* **GIVEN PASSAGE**
My dad was taking me to school, right? Just a normal day. And then David pulls in behind us, follows us for half an hour. I guess he finally realized who's car it was, 'cause he zoomed around us- and promptly got pulled over for speeding by the unmarked cop sitting on the side of the road. His face was priceless... the 'oh shit I'm so stupid' face.

It made my day. In fact, I put it on Itmademyday.com.

My mom laughed, and so did my dad. I have awesome parents.

I dressed sexily today. Black tank, mini skirt with chains (hot topic), studded belt (hot topic), red and black gloves (hot topic), tights, and converse knee-highs... I looked good. My friend Maggie even said so, stepping back to admire me. She has a way of making me feel loved.

It was a good day, in short. AND I got introduced to the Alan Parsons Project's CD, "Tales of Mystery and Imagination". All the songs on this album are Edgar Allen Poe stories and poems... I just fell in love.

despondent....
lady_painangel
I hate today. I'm all alone. My mother friggin had to buy me chocolate.

* **DIRECTIONS**
1. List each piece of clothing or footwear the writer wore in the blog entry.
2. Why did David get pulled over, according to the blog entry?
3. Pick up the blog entry right after its last sentence and keep writing.
The records have nothing to do with the blog entry.

* **PROVIDED INFORMATION**
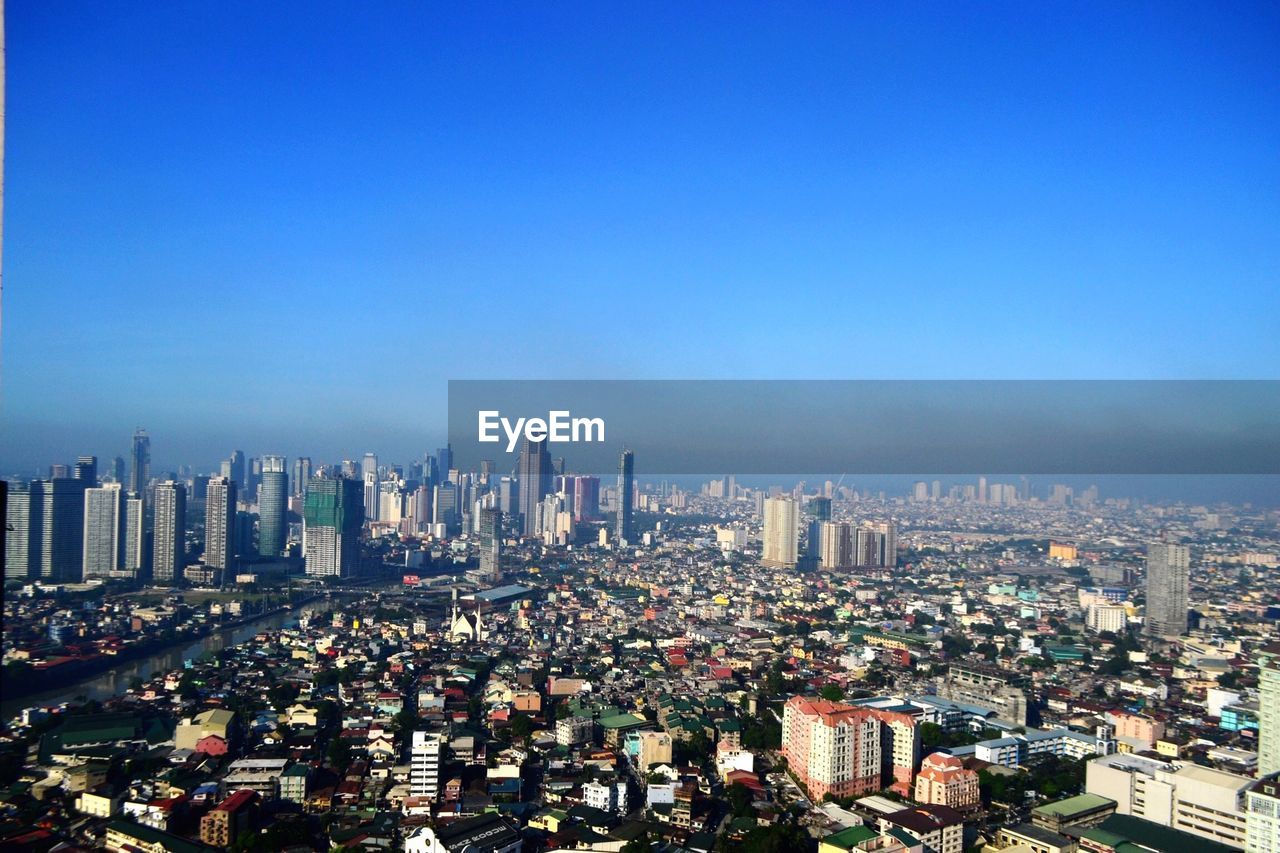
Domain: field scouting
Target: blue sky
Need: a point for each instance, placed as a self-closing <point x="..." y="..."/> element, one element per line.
<point x="283" y="227"/>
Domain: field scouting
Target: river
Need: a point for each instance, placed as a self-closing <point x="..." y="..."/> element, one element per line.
<point x="118" y="679"/>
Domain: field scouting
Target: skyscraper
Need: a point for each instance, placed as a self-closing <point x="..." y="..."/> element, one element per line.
<point x="135" y="536"/>
<point x="836" y="543"/>
<point x="301" y="475"/>
<point x="22" y="532"/>
<point x="86" y="469"/>
<point x="819" y="512"/>
<point x="332" y="519"/>
<point x="169" y="537"/>
<point x="586" y="498"/>
<point x="625" y="523"/>
<point x="535" y="480"/>
<point x="1168" y="578"/>
<point x="220" y="524"/>
<point x="140" y="461"/>
<point x="273" y="506"/>
<point x="490" y="543"/>
<point x="1269" y="710"/>
<point x="62" y="537"/>
<point x="237" y="471"/>
<point x="104" y="530"/>
<point x="781" y="532"/>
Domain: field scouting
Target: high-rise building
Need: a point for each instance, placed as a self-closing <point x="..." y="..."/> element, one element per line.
<point x="135" y="536"/>
<point x="22" y="532"/>
<point x="819" y="512"/>
<point x="62" y="536"/>
<point x="586" y="498"/>
<point x="508" y="496"/>
<point x="301" y="475"/>
<point x="104" y="530"/>
<point x="444" y="461"/>
<point x="1269" y="710"/>
<point x="140" y="463"/>
<point x="240" y="473"/>
<point x="220" y="524"/>
<point x="424" y="765"/>
<point x="1262" y="816"/>
<point x="169" y="534"/>
<point x="86" y="469"/>
<point x="535" y="482"/>
<point x="273" y="507"/>
<point x="332" y="519"/>
<point x="490" y="543"/>
<point x="836" y="543"/>
<point x="624" y="525"/>
<point x="781" y="532"/>
<point x="1168" y="578"/>
<point x="831" y="747"/>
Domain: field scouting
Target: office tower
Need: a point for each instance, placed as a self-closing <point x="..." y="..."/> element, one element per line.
<point x="273" y="506"/>
<point x="1269" y="710"/>
<point x="781" y="532"/>
<point x="836" y="544"/>
<point x="140" y="463"/>
<point x="831" y="747"/>
<point x="424" y="774"/>
<point x="22" y="532"/>
<point x="332" y="519"/>
<point x="508" y="496"/>
<point x="1262" y="816"/>
<point x="624" y="525"/>
<point x="444" y="505"/>
<point x="86" y="469"/>
<point x="369" y="465"/>
<point x="220" y="524"/>
<point x="876" y="544"/>
<point x="535" y="480"/>
<point x="169" y="533"/>
<point x="301" y="475"/>
<point x="104" y="530"/>
<point x="423" y="507"/>
<point x="819" y="512"/>
<point x="443" y="461"/>
<point x="490" y="543"/>
<point x="240" y="473"/>
<point x="586" y="498"/>
<point x="255" y="478"/>
<point x="135" y="536"/>
<point x="62" y="533"/>
<point x="1168" y="576"/>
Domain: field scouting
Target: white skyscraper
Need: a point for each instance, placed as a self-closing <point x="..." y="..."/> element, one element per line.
<point x="169" y="538"/>
<point x="781" y="532"/>
<point x="424" y="775"/>
<point x="1168" y="578"/>
<point x="104" y="530"/>
<point x="220" y="523"/>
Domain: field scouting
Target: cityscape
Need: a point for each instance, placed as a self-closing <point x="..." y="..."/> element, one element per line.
<point x="639" y="428"/>
<point x="293" y="653"/>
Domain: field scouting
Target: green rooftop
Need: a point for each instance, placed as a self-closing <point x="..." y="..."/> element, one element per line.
<point x="851" y="836"/>
<point x="1073" y="806"/>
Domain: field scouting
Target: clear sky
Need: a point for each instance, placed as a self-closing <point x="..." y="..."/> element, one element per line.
<point x="283" y="227"/>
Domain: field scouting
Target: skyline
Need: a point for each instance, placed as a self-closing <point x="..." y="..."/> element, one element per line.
<point x="215" y="233"/>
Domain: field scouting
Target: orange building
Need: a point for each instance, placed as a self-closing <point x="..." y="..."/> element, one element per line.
<point x="945" y="781"/>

* **RESULTS FOR THE EXERCISE**
1. Black tank, mini skirt with chains, studded belt, red and black gloves, tights, converse knee-highs

2. He zoomed around the writer's car and was caught speeding by an unmarked cop sitting on the side of the road.

3.
My sister brought up the wrong topic yesterday... Asked me if I had any idea why David broke up with me... I told her that our mom thought I intimidated him through my smarts, ect, and she gave me this look of "what do you think you have on me?" It hurt. I then mentioned that Creature thinks it was because he always sabotages anything good in his life... once again, there was a look, and this one was of "you? Good? for anyone? please." She said it was probably true, but I know she doesn't want me to be happy. She wants me to be miserable alone like she is miserable with her man. Well... she's getting her wish.

DOT DOT DOT (because it's more emphatic when written.)
lady_painangel
I love my sister. I really do. Some days I have to remind myself of this, and other days, when the medicine is working, I just laugh and laugh and laugh.

I had an encounter of the latter kind today. She called, bitching about the fact that we want to celebrate her daughter's birthday on Valentine's day because my aunt will be here and she'd love to see that, but no... Valentine's Day is the only day she and her boy toy can be assured of spending together (only 'cause he's on an ankle bracelet!) so she doesn't want it. I explained to her that it was the only day our aunt would be able to do it (arrive on Saturday, depart on Monday... oh, the evils of a workaholic)
So, she got even more pissy.

"Forget it. I'm not fighting with you over the phone."

"We were fighting?" (Me)

"Bye."

So she hung up, I laughed, and I realized my sister just disproved the theroy that it takes two people to fight.

Then I called my mom, told her to be proud of said disproved theroy, she laughed and bemoaned the idea that my sister was out for a fight and would probably be calling my mom next. Eeep.

My parents are not home from bowling yet, so I guess I'll just wait.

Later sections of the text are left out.